- 144 -

ИНДИГИРСКАЯ ИЗЮМИНКА

 

Сын за отца не отвечает.

С тебя тот знак отныне снят

Счастлив стократ:

Не ждал, не чаял,

И вдруг — не в чем не виноват

А. Твардовский

 

Новое геологическое начальство в Якутске решило ознакомиться, чем занимаются переданные им геологические организации, отошедшие к ним от Дальстроя, и теперь подчиненные Якутскому геологическому управлению Министерства геологии РСФСР. Кроме личного знакомства с руководителями служб, намечались и обзорные доклады о выполненных работах, при этом требовалось в письменной форме изложить краткие характеристики на основных специалистов экспедиции. Мой доклад вызвал определенный интерес у геологов и геофизиков Якутска. Тем более что делался он по закрытой ранее территории Дальстроя, и какие работы там велись, им было неизвестно. Но самый большой фурор вызвал список руководящих работников экспедиции, составленный мною. Кроме общих анкетных данных, года рождения, образования, занимаемой должности и т. п., имелись краткие сведения об основных, как мне казалось, особенностях служебной деятельности того или иного лица. Здесь были такие перлы, которые привели в восторг всех, кто их читал. Так об одном начальнике партии было сказано: "немного легкомыслен, не аккуратен в работе и не любит ее". И это все. Или о другом: "средний работник и таким останется, так как нет в нем "изюминки". А вот и совсем краткая характеристика: "аккуратен и исполнителен, и только". В таком стиле я попытался кратко охарактеризовать основных инженерно-технических работников своей экспедиции. Конечно, были и положительные, но все они были тоже до предела краткими. Правда, о себе я скромно промолчал, считая, что об этом должен сказать кто-нибудь другой. После этого в Якутском управлении меня прозвали "индигирской изюминкой", и это прозвище скоро стало известно и в Москве. По каким-то соображениям руководство Якутского геологического управления решило включить меня в состав группы специалистов по защите в Москве плана работ на 1956 год и на следующую пятилетку от имени всех действующих в республики геологических организаций.

Следует сказать, что в те годы на территории Якутии разворачива-

 

- 145 -

лись большие работы по поискам алмазов. И уже была выявлена первая кимберлитовая трубка, и алмазный ажиотаж оттеснил индигирское золото на второй план. Поэтому в Москве требовались большие усилия на доказательства необходимости финансирования поисковых геофизических работ не только на алмазы, но и другие виды рудных полезных ископаемых.

> **Задание**:
Верните дословно часть фрагмента для чтения: начните со слов «лись большие работы» и остановитесь после слов «рудных полезных ископаемых.».

> **Данные**:
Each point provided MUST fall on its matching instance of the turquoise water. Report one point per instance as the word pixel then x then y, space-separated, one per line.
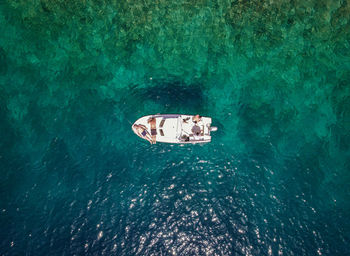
pixel 273 75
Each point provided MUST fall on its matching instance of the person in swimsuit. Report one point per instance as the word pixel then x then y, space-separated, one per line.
pixel 142 132
pixel 196 118
pixel 152 122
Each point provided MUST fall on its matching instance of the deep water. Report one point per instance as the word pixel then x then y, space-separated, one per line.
pixel 274 76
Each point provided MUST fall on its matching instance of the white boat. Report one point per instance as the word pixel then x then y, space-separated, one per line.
pixel 174 128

> **Результат**:
лись большие работы по поискам алмазов. И уже была выявлена первая кимберлитовая трубка, и алмазный ажиотаж оттеснил индигирское золото на второй план. Поэтому в Москве требовались большие усилия на доказательства необходимости финансирования поисковых геофизических работ не только на алмазы, но и другие виды рудных полезных ископаемых.